> Problem requirements
Could you output each line of the data that follows exactly?
Start of Dataset extract
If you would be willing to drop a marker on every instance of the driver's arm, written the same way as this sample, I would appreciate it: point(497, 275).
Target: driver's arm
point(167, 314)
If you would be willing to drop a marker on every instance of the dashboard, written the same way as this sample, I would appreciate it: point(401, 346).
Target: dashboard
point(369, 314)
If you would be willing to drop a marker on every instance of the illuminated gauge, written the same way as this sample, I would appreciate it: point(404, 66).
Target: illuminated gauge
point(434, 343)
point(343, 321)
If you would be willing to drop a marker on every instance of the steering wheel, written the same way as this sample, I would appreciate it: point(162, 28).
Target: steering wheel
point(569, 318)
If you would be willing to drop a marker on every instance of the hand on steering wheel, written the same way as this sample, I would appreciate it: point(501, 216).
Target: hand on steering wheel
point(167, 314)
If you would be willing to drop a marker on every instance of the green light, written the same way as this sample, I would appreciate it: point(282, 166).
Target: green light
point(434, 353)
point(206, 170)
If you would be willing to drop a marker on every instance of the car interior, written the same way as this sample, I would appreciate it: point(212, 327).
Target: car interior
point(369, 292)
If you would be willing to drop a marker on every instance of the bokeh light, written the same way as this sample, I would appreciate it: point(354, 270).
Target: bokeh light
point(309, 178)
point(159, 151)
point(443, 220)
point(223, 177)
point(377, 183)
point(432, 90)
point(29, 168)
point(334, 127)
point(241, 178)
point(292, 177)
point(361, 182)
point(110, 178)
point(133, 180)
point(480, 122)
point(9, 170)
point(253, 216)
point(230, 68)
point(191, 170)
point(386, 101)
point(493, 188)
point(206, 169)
End of Dataset extract
> Output for this task
If you would be willing to drop a marker on every instance of the driver's arm, written the same way as this sample, I would appreciate it: point(497, 275).
Target: driver's arm
point(167, 314)
If you would be willing to drop a marker on every instance of the dashboard, written the same way as this sample, I would appreciate it: point(401, 346).
Target: dashboard
point(369, 314)
If you would be willing to drop a marker on every instance of the illuminated gauge, written the same way as this sample, I would appreciate it: point(404, 66).
Target: illuminated gauge
point(434, 343)
point(343, 321)
If you would be willing to drop a marker on every instance of the steering wheel, written the same way as this sample, I would appreciate it: point(162, 28).
Target: steering wheel
point(569, 318)
If you would be willing to drop a marker on every instance of the hand on steering wheel, written the same way as this sample, I would appreciate it: point(501, 216).
Target: hand on steering wheel
point(167, 314)
If you would be willing to drop a marker on every instance of the green light, written the same way as this sample, I would appreciate it: point(282, 166).
Target: green light
point(434, 353)
point(206, 170)
If you would be willing to drop a marker on every instance of the car interior, written the same way as this sample, I would appreciate it: point(212, 327).
Target: car interior
point(369, 292)
If you would be willing to drop a marker on every instance of the bokeh light, written the same way as this sample, I would appreciate it: point(354, 270).
Target: bokeh light
point(309, 178)
point(159, 151)
point(443, 220)
point(223, 177)
point(377, 183)
point(432, 90)
point(29, 168)
point(334, 127)
point(241, 178)
point(292, 177)
point(361, 182)
point(110, 178)
point(133, 180)
point(480, 122)
point(9, 170)
point(253, 216)
point(230, 68)
point(191, 170)
point(386, 101)
point(493, 188)
point(206, 169)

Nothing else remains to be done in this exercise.